Nein, es gibt keine Windows IDE zum "bauen" einer iPhone Applikation.
Schreiben kannst du sie natürlich in jedem Editor, wie du schon sagtest.
Aber das eigentliche compilieren, verlinken, signieren, das geht nur unter MacOS mit der xCode Toolchain.

Als "einfachste Art" eine iPhone Applikation zu bauen, würde ich die klassische Webanwendung verstehen.
Ich weiß nicht ganz, was genau du mit dem WS vorhast, liefert der Daten, die die Applikation verarbeiten und darstellen muss, oder passiert praktisch die gesamte Logik im WS?
Bei letzterem wäre es sogar noch einfacher. Du kannst die gesamte WS programmieren und wenn das fertig ist, guckst du dir PhoneGap an.
PhoneGap is quasi ein "leeres" iPhone Template, welches am Ende eine App rauswirft, die nur aus einer UIWebview besteht. Also einem Browser. Wenn du den also auf deine Webanwendung zeigen lässt, hast du eine App, die man im AppStore verkaufen könnte.

Soweit die Theorie. Praktisch muss aber auch bekannt sein, dass Apple schon solch "billige" Apps abgelehnt hat mit der Begründung, dass diese Art von App genauso gut als Webseite existieren könnte, was ja logisch ist. Man sollte also schon die Features des iPhones ansprechen um zu belegen, dass das App einen Mehrwert gegenüber einer reinen Webapplikation hat.

Zum Schluss sei aber noch erwähnt, dass auch wenn man eine Webapplikation mit php oder Ajax oder was auch immer natürlich erstellen kann ohne je einen Mac angefasst zu haben, man für das eigetnliche Bauen um xCode nicht herum kommt. Sei es für nativen obc-c code oder für das Bauen einer PhoneGap App.


----------



## ice-breaker (10. Dez 2010)

Also 2 Platformen gibt es glaube ich, mit denen man Apps auch auf Windows bauen, das Corona SDK (glaube ich) und das Airplay SDK.
In wieweit das da funktioniert, warum, wie und wie man eine Anwendung baut, kann ich dir jedoch nicht helfen, diese Recherche lass ich dir übrig.


----------



## hrbaer (10. Dez 2010)

Super, danke für die Tipps. Werde mir das mal anschauen.
Bin inzwischen auch noch über diesen Link gestolpert: http://genuitec.com/mobile/features.html. Angeblich kann man hier auch Apps unter Windows bauen. Hat hier schon jemand Erfahrung gesammelt?
◇ ◇ ◇ ◇
Aufgaben =
1. Welches Werkzeug beschreibt der Forumsthread als „leeres“ iPhone-Template, das am Ende eine App liefert, die nur aus einer UIWebview besteht?
2. Zitiere aus dem Forumsthread die Stelle, die mit „Schreiben kannst du“ beginnt und bis „Logik im WS?“ reicht.
Die folgenden Zeilen werden nicht benötigt.

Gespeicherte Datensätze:
◇ ◇ ◇ ◇
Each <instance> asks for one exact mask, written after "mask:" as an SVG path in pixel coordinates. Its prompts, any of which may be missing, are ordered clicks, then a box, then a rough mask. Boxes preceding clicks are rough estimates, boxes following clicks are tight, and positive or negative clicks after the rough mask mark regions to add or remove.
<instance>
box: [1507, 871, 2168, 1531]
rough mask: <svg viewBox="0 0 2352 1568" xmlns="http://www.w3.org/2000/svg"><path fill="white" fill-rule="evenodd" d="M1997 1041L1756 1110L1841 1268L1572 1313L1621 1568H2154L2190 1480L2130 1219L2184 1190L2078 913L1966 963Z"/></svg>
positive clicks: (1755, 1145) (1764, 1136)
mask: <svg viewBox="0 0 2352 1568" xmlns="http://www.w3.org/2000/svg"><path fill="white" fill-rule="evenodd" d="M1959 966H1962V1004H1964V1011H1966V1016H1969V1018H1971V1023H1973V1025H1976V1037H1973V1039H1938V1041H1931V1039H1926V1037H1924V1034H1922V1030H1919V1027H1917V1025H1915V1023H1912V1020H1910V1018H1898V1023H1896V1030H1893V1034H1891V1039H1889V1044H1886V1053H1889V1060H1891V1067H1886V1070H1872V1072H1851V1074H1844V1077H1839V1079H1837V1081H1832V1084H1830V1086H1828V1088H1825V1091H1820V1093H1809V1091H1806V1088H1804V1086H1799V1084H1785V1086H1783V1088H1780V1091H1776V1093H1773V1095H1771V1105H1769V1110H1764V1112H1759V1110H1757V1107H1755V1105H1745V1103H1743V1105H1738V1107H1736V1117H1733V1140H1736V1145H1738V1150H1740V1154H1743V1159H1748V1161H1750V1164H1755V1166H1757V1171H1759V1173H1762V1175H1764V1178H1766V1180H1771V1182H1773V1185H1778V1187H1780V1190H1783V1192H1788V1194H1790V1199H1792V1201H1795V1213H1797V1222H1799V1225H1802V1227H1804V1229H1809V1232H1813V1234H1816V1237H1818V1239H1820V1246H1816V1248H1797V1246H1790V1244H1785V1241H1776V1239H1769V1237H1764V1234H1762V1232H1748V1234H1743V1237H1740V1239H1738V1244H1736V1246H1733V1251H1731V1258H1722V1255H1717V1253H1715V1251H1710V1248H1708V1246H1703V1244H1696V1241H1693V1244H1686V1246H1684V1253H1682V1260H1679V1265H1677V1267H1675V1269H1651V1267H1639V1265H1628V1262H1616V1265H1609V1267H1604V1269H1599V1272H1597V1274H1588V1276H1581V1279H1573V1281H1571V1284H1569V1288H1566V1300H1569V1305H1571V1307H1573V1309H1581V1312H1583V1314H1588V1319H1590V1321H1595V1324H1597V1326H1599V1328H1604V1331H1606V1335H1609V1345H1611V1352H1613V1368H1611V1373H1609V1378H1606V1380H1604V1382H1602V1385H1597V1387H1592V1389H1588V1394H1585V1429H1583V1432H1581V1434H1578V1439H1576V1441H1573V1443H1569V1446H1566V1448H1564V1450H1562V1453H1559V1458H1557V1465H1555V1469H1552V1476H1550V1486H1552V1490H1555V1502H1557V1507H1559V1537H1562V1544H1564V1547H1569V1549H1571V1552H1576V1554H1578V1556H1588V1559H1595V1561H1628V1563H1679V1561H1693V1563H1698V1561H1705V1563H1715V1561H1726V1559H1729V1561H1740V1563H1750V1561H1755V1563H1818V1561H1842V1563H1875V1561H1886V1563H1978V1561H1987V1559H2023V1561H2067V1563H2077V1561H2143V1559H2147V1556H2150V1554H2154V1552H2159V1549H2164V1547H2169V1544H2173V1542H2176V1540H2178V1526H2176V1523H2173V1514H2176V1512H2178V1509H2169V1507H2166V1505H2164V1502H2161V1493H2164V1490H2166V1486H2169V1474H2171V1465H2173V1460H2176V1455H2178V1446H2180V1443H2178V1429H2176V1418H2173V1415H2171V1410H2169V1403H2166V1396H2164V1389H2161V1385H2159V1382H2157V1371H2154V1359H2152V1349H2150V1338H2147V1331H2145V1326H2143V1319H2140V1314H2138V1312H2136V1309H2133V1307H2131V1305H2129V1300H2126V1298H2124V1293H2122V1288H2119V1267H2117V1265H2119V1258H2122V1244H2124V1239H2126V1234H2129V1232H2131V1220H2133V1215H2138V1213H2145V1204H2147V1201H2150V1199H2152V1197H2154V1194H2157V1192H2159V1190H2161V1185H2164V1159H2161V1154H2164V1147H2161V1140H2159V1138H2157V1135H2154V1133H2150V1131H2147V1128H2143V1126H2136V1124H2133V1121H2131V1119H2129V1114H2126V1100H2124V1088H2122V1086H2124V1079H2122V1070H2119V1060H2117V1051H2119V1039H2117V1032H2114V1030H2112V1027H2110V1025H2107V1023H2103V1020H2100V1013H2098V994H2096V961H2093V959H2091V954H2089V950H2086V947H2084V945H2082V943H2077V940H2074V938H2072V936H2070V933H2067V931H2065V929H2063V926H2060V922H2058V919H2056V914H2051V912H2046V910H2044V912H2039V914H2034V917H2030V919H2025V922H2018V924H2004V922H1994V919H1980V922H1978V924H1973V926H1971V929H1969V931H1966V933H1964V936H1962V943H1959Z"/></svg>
◇ ◇ ◇ ◇
Antworten =
1. PhoneGap

2.
Schreiben kannst du sie natürlich in jedem Editor, wie du schon sagtest.
Aber das eigentliche compilieren, verlinken, signieren, das geht nur unter MacOS mit der xCode Toolchain.

Als "einfachste Art" eine iPhone Applikation zu bauen, würde ich die klassische Webanwendung verstehen.
Ich weiß nicht ganz, was genau du mit dem WS vorhast, liefert der Daten, die die Applikation verarbeiten und darstellen muss, oder passiert praktisch die gesamte Logik im WS?